TAREFAS PROPOSTAS
**A)** No excerto abaixo, sobre a crença em Deus, em que ano escolar se teve a disciplina de Educação Moral e Religiosa?
**B)** Dê continuidade ao discurso sobre a crença em Deus, reproduzido abaixo, a partir da última frase apresentada.

EXCERTO DO TEXTO
---------------
"Entre Aspas" - DEUS? por Francisca Violette
Deus?
por Francisca Violette
Talvez não
haja melhor maneira de iniciar um discurso do que ter como base a opinião do
público ou, neste caso, a semi-opinião e, a partir daí, dar realmente a minha
opinião. Por isso, para começar, ponho uma questão: quem é que nesta sala
acredita em Deus?
Exato,
dentro da minha geração, chegou-se a um ponto em que estamos todos no mesmo pé.
É quase contra producente afirmar que não acredito em Deus, e ainda assim,
afirmar também que nunca li a Bíblia, que não sei rezar, que sei contar pelos
dedos das mãos as vezes que entrei numa igreja para assistir a uma missa, e,
posto isto, podem também partir do princípio que nunca andei na catequese.
Aliás, tive Educação Moral e Religiosa no quinto ano, precisamente com a
intenção de me tentarem convencer de alguma coisa, mas nem assim.
---------------
DADOS APRESENTADOS

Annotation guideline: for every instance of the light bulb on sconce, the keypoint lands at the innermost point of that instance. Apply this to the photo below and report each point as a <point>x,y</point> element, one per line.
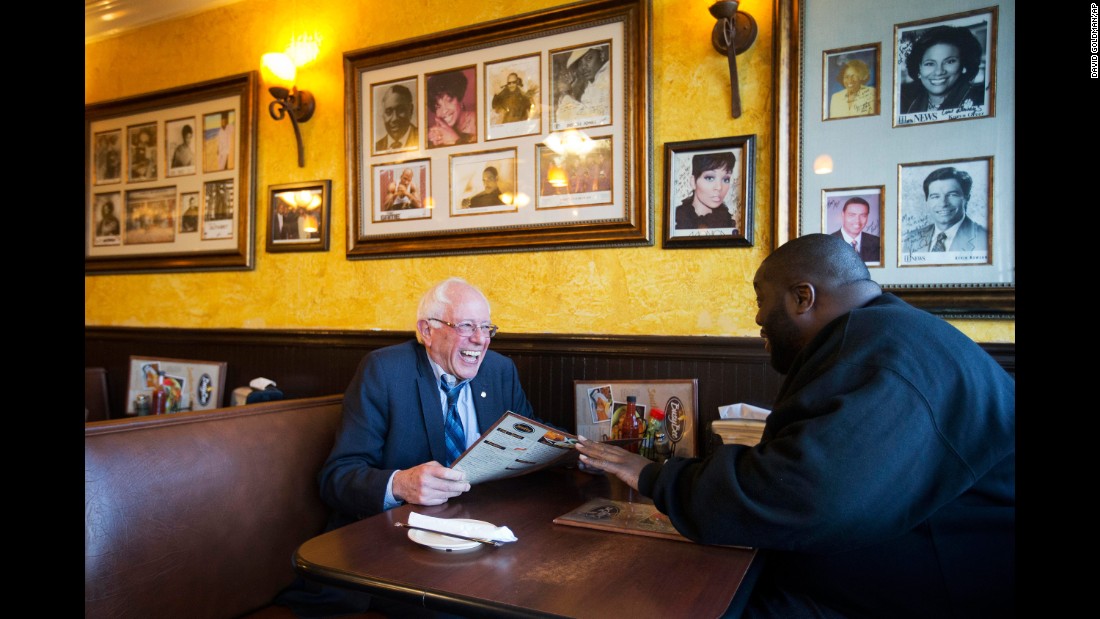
---------------
RESPOSTAS ABAIXO
**A)** No quinto ano.

**B)**
Fora
isso, sou batizada. Única e exclusivamente batizada. Foi com quinze dias de
vida que me purificaram e livraram de todos os males, assim como de todos os
meus pecados - o que foi de facto absurdo. Creio que, com quinze dias de vida,
ainda não faziam parte de mim a gula, a avareza, a luxúria, a ira, a inveja, a
preguiça e o orgulho. Sete palavras que, para uns são isso mesmo, palavras que
podem ser interpretadas como ligeiros defeitos, já que o ser humano não é
perfeito, e que para outros, são pecados e bilhetes de acesso direto ao castigo
divino, ou ao castigo eterno, seja lá o que for. De pecados, preciso eu de me
ver livre agora! Eu e toda a gente nesta sala. E, muito possivelmente, caminhamos
a passos largos em direção ao caminho das almas perdidas, aquelas a quem já nem
o castigo divino serve de alguma coisa.
Assim
de repente, penso em Deus e lembro-me do Diogo Morgado, o famoso Jesus Christ
de Hollywood, e giro, ainda por cima! Curiosamente, acabei também de pecar.
Invoquei o nome de Deus em vão, tive pensamentos impuros e, sei lá, não vá o
Diabo tecê-las, literalmente, é melhor rezar o terço quando chegar a casa, ou
até ir confessar-me, quem sabe.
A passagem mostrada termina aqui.